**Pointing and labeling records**
________
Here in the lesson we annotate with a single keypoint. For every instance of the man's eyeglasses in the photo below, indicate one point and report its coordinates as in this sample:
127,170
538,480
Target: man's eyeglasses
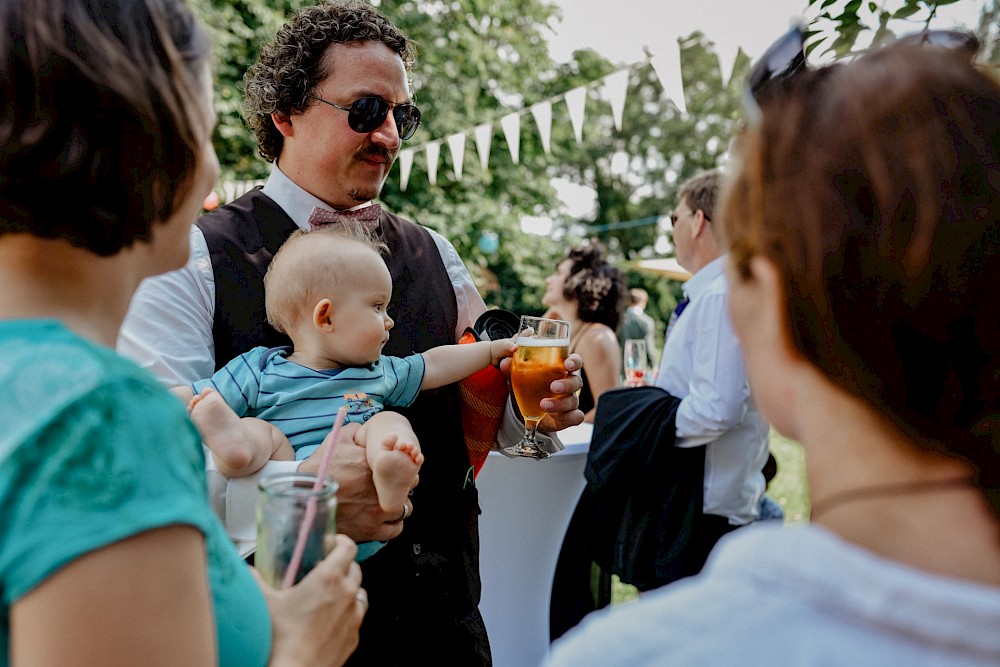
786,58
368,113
________
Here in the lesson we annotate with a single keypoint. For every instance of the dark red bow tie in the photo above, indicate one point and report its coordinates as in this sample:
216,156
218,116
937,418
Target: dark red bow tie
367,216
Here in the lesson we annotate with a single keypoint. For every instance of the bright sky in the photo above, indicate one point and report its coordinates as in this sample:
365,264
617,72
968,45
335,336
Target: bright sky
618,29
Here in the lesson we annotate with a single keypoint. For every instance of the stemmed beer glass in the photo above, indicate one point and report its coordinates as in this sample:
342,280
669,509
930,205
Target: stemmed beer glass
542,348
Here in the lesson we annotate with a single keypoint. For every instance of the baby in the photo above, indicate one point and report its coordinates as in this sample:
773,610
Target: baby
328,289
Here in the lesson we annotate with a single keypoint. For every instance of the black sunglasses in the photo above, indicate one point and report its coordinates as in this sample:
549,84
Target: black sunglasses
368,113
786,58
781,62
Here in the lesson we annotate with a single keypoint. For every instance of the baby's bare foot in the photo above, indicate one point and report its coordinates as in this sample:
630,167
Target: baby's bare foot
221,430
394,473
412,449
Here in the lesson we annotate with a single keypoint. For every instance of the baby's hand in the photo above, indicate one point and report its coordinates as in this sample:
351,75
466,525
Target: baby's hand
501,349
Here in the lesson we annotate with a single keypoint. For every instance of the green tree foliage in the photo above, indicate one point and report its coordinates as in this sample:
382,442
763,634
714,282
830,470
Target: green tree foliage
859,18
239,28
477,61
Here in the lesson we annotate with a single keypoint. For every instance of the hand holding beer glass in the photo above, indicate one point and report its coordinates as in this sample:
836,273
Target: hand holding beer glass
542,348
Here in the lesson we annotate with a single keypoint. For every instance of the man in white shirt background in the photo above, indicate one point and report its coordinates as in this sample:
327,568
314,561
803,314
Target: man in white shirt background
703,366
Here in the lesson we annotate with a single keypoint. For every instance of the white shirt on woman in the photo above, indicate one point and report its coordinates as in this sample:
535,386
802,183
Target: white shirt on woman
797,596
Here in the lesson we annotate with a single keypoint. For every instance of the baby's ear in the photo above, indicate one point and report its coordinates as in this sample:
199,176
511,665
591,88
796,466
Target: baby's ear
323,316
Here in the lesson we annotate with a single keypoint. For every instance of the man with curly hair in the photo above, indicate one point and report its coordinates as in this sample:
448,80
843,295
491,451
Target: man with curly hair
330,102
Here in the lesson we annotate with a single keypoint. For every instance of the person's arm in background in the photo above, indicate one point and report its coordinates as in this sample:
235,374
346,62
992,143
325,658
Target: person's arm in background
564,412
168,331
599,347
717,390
________
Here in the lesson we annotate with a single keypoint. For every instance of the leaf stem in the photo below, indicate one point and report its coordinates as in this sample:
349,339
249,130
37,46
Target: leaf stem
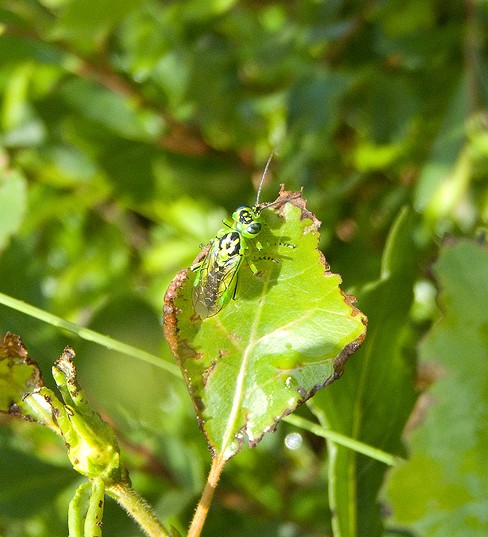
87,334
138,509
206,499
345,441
________
**Given request**
Count how many lines of the records above contain the string "person", treating uppercase and lowercase as different. Give only the number.

**Reply**
2